#### To be done
Print every line of the material below without any change.
** Begin **
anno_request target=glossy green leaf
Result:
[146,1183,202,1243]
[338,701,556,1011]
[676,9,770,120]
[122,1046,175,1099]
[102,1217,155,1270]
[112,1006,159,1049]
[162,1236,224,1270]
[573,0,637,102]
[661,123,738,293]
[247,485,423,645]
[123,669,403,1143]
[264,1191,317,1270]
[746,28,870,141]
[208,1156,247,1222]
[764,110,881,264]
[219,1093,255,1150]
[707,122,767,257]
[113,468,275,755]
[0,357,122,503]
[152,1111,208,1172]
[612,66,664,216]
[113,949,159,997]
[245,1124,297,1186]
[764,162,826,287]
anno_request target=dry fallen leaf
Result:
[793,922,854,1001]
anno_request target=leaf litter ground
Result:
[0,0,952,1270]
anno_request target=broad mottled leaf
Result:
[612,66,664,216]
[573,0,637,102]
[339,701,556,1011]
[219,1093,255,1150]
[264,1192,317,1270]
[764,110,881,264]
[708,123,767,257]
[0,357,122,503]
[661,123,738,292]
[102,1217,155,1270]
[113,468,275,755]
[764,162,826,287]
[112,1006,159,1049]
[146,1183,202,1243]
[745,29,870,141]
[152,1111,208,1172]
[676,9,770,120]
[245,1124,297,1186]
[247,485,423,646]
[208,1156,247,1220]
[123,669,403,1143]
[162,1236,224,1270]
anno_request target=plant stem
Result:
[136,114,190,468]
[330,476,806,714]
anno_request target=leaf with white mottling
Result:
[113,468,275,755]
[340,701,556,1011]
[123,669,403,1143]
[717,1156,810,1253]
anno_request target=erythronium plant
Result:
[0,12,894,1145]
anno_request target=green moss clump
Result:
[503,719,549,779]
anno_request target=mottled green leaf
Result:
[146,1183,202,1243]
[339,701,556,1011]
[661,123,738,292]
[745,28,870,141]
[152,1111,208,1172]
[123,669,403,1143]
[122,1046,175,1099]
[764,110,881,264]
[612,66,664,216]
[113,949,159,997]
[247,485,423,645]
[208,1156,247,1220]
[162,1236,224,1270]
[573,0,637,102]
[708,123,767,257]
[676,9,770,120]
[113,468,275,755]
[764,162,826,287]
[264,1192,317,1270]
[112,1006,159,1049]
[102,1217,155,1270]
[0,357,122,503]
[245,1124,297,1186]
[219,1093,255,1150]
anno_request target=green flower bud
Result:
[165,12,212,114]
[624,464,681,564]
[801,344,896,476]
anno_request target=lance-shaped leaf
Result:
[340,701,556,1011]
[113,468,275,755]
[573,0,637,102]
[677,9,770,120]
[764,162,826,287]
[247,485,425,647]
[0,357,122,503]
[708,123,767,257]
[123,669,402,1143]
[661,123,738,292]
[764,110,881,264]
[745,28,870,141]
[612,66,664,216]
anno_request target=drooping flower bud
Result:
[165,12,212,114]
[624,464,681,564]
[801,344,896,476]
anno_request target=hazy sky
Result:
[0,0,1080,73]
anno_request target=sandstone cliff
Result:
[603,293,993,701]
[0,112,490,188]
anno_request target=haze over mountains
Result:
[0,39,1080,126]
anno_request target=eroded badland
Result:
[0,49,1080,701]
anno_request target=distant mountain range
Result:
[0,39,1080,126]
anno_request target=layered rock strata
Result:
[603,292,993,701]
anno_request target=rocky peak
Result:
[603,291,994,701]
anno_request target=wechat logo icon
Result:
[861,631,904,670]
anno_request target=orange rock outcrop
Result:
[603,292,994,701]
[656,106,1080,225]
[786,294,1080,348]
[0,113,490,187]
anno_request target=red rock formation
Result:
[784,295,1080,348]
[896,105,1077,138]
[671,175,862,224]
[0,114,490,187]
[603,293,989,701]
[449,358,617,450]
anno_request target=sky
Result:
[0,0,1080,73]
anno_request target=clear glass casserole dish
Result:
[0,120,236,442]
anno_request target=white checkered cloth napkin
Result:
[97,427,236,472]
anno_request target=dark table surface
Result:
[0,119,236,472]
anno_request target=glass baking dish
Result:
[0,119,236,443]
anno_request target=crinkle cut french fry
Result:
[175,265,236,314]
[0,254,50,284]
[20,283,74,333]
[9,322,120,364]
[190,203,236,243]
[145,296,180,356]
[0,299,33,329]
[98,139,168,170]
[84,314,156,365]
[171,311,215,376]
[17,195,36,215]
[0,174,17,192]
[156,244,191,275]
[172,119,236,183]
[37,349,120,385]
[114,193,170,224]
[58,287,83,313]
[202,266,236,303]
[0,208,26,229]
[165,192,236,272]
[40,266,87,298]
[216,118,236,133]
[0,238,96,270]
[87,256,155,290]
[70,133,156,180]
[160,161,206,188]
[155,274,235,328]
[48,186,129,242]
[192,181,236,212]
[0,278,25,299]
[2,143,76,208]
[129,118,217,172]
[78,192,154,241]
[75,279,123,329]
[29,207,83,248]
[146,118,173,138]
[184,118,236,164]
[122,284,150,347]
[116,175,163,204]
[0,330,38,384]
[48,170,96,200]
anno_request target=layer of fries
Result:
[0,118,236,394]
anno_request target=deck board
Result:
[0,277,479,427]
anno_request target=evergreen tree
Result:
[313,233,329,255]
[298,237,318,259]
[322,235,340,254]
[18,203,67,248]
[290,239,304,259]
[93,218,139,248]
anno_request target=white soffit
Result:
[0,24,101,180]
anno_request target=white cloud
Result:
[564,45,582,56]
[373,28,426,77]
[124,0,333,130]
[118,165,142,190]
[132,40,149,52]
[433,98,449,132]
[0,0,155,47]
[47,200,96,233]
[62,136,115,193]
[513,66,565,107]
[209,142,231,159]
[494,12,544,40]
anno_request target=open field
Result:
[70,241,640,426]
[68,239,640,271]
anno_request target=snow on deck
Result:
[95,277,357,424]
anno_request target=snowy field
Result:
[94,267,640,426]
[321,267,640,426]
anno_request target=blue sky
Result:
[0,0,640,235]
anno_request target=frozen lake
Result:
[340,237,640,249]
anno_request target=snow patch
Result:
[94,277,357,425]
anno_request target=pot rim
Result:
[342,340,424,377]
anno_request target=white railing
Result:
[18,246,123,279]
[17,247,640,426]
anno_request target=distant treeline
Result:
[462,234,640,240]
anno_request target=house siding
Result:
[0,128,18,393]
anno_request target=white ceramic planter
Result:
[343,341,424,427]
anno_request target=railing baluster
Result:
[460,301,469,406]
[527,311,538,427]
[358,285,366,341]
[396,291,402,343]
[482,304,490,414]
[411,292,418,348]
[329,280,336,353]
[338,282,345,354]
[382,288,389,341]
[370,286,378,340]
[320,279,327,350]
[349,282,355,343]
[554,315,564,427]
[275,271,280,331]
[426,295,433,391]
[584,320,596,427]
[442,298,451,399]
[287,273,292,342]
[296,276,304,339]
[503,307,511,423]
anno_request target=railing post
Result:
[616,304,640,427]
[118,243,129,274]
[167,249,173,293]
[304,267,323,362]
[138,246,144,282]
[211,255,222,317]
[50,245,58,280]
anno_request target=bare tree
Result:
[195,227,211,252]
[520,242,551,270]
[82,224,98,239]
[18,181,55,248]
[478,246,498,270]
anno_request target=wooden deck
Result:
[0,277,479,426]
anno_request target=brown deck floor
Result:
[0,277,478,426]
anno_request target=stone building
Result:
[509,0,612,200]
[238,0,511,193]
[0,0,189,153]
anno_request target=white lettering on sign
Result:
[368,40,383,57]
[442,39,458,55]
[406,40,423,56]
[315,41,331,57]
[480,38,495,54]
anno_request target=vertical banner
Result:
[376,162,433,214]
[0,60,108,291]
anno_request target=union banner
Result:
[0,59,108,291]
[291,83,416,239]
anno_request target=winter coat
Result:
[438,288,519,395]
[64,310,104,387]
** End **
#### Output for this task
anno_request target=glossy green leaf
Result:
[146,1183,202,1243]
[338,701,556,1011]
[676,9,770,120]
[122,1046,175,1099]
[102,1217,155,1270]
[112,1006,159,1049]
[162,1236,224,1270]
[573,0,637,102]
[661,123,738,293]
[247,485,423,645]
[123,669,403,1143]
[264,1191,317,1270]
[746,28,870,141]
[208,1156,247,1222]
[764,110,881,264]
[219,1093,255,1150]
[707,122,767,257]
[113,468,275,755]
[0,357,122,503]
[152,1111,208,1172]
[612,66,664,216]
[113,949,159,997]
[245,1124,297,1186]
[764,162,826,287]
anno_request target=dry fallen leaf
Result:
[793,922,854,1001]
anno_request target=leaf litter ground
Result:
[0,0,952,1270]
anno_request target=broad mottled leaf
Result:
[612,66,664,216]
[573,0,637,102]
[339,701,556,1011]
[219,1093,255,1150]
[264,1192,317,1270]
[764,110,881,264]
[708,123,767,257]
[0,357,122,503]
[661,123,738,292]
[102,1217,155,1270]
[113,468,275,755]
[764,162,826,287]
[112,1006,159,1049]
[146,1183,202,1243]
[745,29,870,141]
[152,1111,208,1172]
[676,9,770,120]
[245,1124,297,1186]
[247,485,423,646]
[208,1156,247,1220]
[123,669,403,1143]
[162,1236,224,1270]
anno_request target=plant stem
Result:
[136,114,190,468]
[330,476,806,714]
anno_request target=leaf with white mottling
Result:
[113,468,275,755]
[340,701,556,1011]
[123,669,403,1143]
[717,1156,810,1253]
anno_request target=erythronium plant
Result:
[0,12,894,1145]
anno_request target=green moss clump
Result:
[503,719,549,779]
anno_request target=mottled green leaf
Result:
[146,1183,202,1243]
[339,701,556,1011]
[661,123,738,292]
[745,28,870,141]
[152,1111,208,1172]
[123,669,403,1143]
[122,1046,175,1099]
[764,110,881,264]
[612,66,664,216]
[113,949,159,997]
[247,485,423,645]
[208,1156,247,1220]
[162,1236,224,1270]
[573,0,637,102]
[708,123,767,257]
[676,9,770,120]
[113,468,275,755]
[764,162,826,287]
[264,1192,317,1270]
[112,1006,159,1049]
[102,1217,155,1270]
[0,357,122,503]
[245,1124,297,1186]
[219,1093,255,1150]
anno_request target=green flower bud
Result:
[165,12,212,114]
[624,464,681,564]
[801,344,896,476]
anno_request target=lance-shaped leaf
Result:
[340,701,556,1011]
[113,468,275,755]
[573,0,637,102]
[677,9,770,120]
[764,162,826,287]
[247,485,425,647]
[0,357,122,503]
[708,123,767,257]
[123,669,402,1143]
[661,123,738,292]
[764,110,881,264]
[745,28,870,141]
[612,66,664,216]
anno_request target=drooping flower bud
Result:
[165,12,212,114]
[624,464,681,564]
[801,344,896,476]
anno_request target=hazy sky
Result:
[0,0,1080,73]
anno_request target=sandstone cliff
Result:
[603,293,993,701]
[0,112,490,188]
anno_request target=haze over mountains
Result:
[0,39,1080,126]
anno_request target=eroded badland
Result:
[0,49,1080,701]
anno_request target=distant mountain range
Result:
[0,39,1080,126]
anno_request target=layered rock strata
Result:
[603,292,993,701]
anno_request target=rocky peak
Result:
[603,291,994,701]
anno_request target=wechat logo icon
Result:
[861,631,904,670]
anno_request target=orange rock outcrop
Result:
[603,292,994,701]
[656,106,1080,225]
[786,294,1080,348]
[0,113,490,187]
anno_request target=red rock formation
Result:
[784,295,1080,348]
[896,105,1077,138]
[671,175,862,224]
[0,114,490,187]
[603,293,989,701]
[449,358,617,450]
anno_request target=sky
Result:
[0,0,1080,73]
anno_request target=clear glass casserole dish
Result:
[0,120,236,442]
anno_request target=white checkered cloth napkin
Result:
[97,427,236,472]
anno_request target=dark table surface
Result:
[0,119,236,472]
anno_request target=glass baking dish
Result:
[0,119,236,443]
anno_request target=crinkle cut french fry
Result:
[175,265,236,314]
[0,254,50,284]
[20,283,74,333]
[9,322,120,364]
[190,203,236,243]
[145,296,180,356]
[0,299,33,329]
[98,139,168,170]
[84,314,156,365]
[171,311,215,376]
[17,195,36,215]
[0,174,17,192]
[156,244,191,275]
[172,119,236,183]
[37,349,120,385]
[114,193,170,224]
[58,287,83,313]
[202,266,236,303]
[0,208,26,229]
[165,192,236,272]
[40,266,87,298]
[216,118,236,133]
[0,238,96,270]
[87,256,155,290]
[70,133,156,180]
[160,161,206,188]
[155,274,235,328]
[48,186,129,242]
[192,181,236,212]
[0,278,25,299]
[2,143,76,208]
[129,118,217,172]
[78,192,154,241]
[75,279,123,329]
[29,207,83,248]
[146,118,173,138]
[184,118,236,164]
[122,284,150,347]
[116,175,163,204]
[0,330,38,384]
[48,170,96,200]
anno_request target=layer of fries
Result:
[0,118,236,394]
anno_request target=deck board
Result:
[0,277,479,427]
anno_request target=evergreen tree
Result:
[313,233,329,255]
[298,237,318,259]
[322,235,340,254]
[18,203,67,248]
[290,239,304,259]
[93,218,139,248]
anno_request target=white soffit
Result:
[0,24,101,180]
anno_request target=white cloud
Result:
[564,45,582,56]
[373,28,426,77]
[124,0,333,130]
[118,165,142,190]
[132,40,149,52]
[433,98,449,132]
[0,0,155,47]
[47,200,96,233]
[62,136,115,193]
[513,66,565,107]
[209,142,231,159]
[494,12,544,40]
anno_request target=open field
Result:
[70,241,640,426]
[68,239,640,271]
anno_request target=snow on deck
Result:
[95,277,357,424]
anno_request target=snowy field
Result:
[94,267,640,426]
[321,267,640,426]
anno_request target=blue sky
Result:
[0,0,640,235]
anno_request target=frozen lake
Result:
[340,237,640,249]
anno_request target=snow patch
Result:
[94,277,357,425]
anno_request target=pot rim
Result:
[342,340,424,377]
anno_request target=white railing
Result:
[18,246,123,279]
[17,247,640,426]
anno_request target=distant treeline
Result:
[462,234,640,240]
anno_request target=house siding
Result:
[0,128,18,393]
anno_request target=white ceramic planter
Result:
[343,341,424,427]
anno_request target=railing baluster
Result:
[460,301,469,406]
[527,311,538,427]
[358,285,366,341]
[396,291,402,343]
[482,304,490,414]
[411,292,418,348]
[329,280,336,353]
[338,282,345,354]
[382,288,389,341]
[370,286,378,340]
[320,279,327,350]
[349,282,355,343]
[554,315,564,427]
[275,271,280,331]
[426,295,433,391]
[584,320,596,427]
[442,298,451,399]
[287,273,292,342]
[296,276,304,339]
[503,307,511,423]
anno_request target=railing post
Result:
[616,304,640,427]
[118,243,129,274]
[167,249,173,293]
[304,267,323,362]
[138,246,144,282]
[211,255,222,317]
[50,245,58,280]
anno_request target=bare tree
Result:
[195,227,211,252]
[520,242,551,270]
[82,224,98,239]
[18,181,55,248]
[478,246,498,270]
anno_request target=wooden deck
Result:
[0,277,479,426]
anno_request target=brown deck floor
Result:
[0,277,478,426]
anno_request target=stone building
Result:
[509,0,612,200]
[238,0,511,193]
[0,0,189,153]
anno_request target=white lettering on sign
Result:
[368,40,383,57]
[442,39,458,55]
[406,40,423,56]
[315,41,331,57]
[480,38,495,54]
anno_request target=vertical banner
Result:
[376,162,433,214]
[0,60,108,291]
anno_request target=union banner
Result:
[0,59,108,291]
[291,83,416,239]
anno_request target=winter coat
Result:
[438,288,519,395]
[64,310,104,387]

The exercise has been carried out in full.